▶ _Sfida 1_
Nei record che seguono, quante righe contengono la parola "woman"? Rispondi soltanto con il numero.
::: Fonte :::
Il vero e proprio dibattito storiografico su Garvey ed il garveysmo ha preso piede solo a metà negli anni Sessanta in coincidenza, e non è un caso, con tre importanti momenti storici: l'inizio del processo di decolonizzazione del continente africano, la conquista dell'indipendenza delle popolazioni di colore delle isole caraibiche ed, infine, l'affermazione negli Stati Uniti di leader nazionalisti neri, Malcolm X su tutti, che nei loro discorsi si rifacevano all'orgoglio razziale ed ai progetti separatisti tipici della politica di Garvey.
Da allora l'interesse degli studiosi di tutto il mondo nei confronti del presidente dell'UNIA è progressivamente aumentato. In Giamaica la sua immagine, per lungo tempo pubblicamente denigrata dal governo, è stata totalmente rivalutata tanto che oggi Garvey è considerato il vero padre dell'indipendenza nazionale. A Kingston, la capitale, gli è stata intitolata una strada ed è stata collocata una sua statua all'interno del parco pubblico. Nel 1964, in occasione del rientro in patrie delle sue spoglie, gli è stato riconosciuto il titolo onorifico di eroe nazionale. Egli, inoltre, è un venerato profeta dei numerosi seguaci del movimento politico-religioso del Rastafarianesimo.
Negli Stati Uniti l'interesse nei confronti di Garvey e della sua politica è invece improvvisamente rinato nel momento in cui i portavoce del Black Power hanno iniziato a ricordare nei loro discorsi il nome del presidente dell'UNIA e ad elogiarne la strategia politica. Fondamentale è stato anche il contributo di Amy Jacques Garvey, la seconda moglie del giamaicano, che, oltre ad aver mantenuto per molti anni intensi rapporti di collaborazione con i nazionalisti neri dell'Africa e del continente americano, ha reso possibile, grazie alla pubblicazione di Garvey and Garveysm e di Black Power in America nel 1968, una conoscenza più approfondita del pensiero del marito.
:::
▶ _Sfida 2_
Come si traduce in inglese questa frase del testo su Garvey: «A Kingston, la capitale, gli è stata intitolata una strada ed è stata collocata una sua statua all'interno del parco pubblico.»?
::: Dati in ingresso :::
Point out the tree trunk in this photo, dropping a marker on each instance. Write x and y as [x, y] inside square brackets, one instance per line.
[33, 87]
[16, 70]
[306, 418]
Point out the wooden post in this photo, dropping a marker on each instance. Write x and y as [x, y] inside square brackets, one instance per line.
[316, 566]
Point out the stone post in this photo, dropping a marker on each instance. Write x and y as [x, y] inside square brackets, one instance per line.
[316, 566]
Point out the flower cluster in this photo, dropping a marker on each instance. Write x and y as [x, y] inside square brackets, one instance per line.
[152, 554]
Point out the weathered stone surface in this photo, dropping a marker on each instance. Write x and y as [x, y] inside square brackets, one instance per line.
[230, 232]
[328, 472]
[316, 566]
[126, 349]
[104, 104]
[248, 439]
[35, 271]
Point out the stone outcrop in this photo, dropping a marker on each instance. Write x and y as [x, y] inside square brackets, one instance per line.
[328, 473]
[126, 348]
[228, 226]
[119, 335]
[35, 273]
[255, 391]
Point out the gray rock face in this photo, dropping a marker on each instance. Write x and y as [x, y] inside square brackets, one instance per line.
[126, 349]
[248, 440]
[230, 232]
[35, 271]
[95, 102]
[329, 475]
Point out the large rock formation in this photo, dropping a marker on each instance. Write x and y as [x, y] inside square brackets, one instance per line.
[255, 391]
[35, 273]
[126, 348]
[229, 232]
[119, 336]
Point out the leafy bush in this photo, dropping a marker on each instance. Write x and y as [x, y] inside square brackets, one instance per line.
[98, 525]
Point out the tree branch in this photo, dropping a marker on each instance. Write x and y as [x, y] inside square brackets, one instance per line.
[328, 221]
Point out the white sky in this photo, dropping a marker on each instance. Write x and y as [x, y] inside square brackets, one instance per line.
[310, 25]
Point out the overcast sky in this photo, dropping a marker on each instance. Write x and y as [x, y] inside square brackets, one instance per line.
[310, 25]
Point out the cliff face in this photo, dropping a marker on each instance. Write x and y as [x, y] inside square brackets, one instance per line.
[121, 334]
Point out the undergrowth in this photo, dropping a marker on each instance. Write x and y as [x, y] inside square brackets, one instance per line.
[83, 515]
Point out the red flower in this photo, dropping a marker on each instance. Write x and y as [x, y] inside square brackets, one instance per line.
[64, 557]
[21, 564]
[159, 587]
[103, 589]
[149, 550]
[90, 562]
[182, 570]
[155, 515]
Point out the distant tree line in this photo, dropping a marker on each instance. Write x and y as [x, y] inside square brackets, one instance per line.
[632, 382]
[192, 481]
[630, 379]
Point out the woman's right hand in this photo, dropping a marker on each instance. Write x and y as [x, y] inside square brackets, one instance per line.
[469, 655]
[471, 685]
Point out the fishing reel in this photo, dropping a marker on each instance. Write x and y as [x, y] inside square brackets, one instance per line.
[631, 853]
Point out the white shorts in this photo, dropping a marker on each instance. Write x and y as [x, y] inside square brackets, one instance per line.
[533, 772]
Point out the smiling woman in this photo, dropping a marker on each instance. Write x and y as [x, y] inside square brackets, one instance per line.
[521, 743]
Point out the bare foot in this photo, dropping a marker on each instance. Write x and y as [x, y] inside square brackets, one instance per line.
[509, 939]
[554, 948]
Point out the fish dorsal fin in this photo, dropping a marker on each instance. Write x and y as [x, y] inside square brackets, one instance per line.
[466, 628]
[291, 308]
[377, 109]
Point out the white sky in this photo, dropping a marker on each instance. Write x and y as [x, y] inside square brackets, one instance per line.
:::
▶ _Risposta completa 1_
2

▶ _Risposta completa 2_
In Kingston, the capital, a street was named after him and a statue of him was placed inside the public park.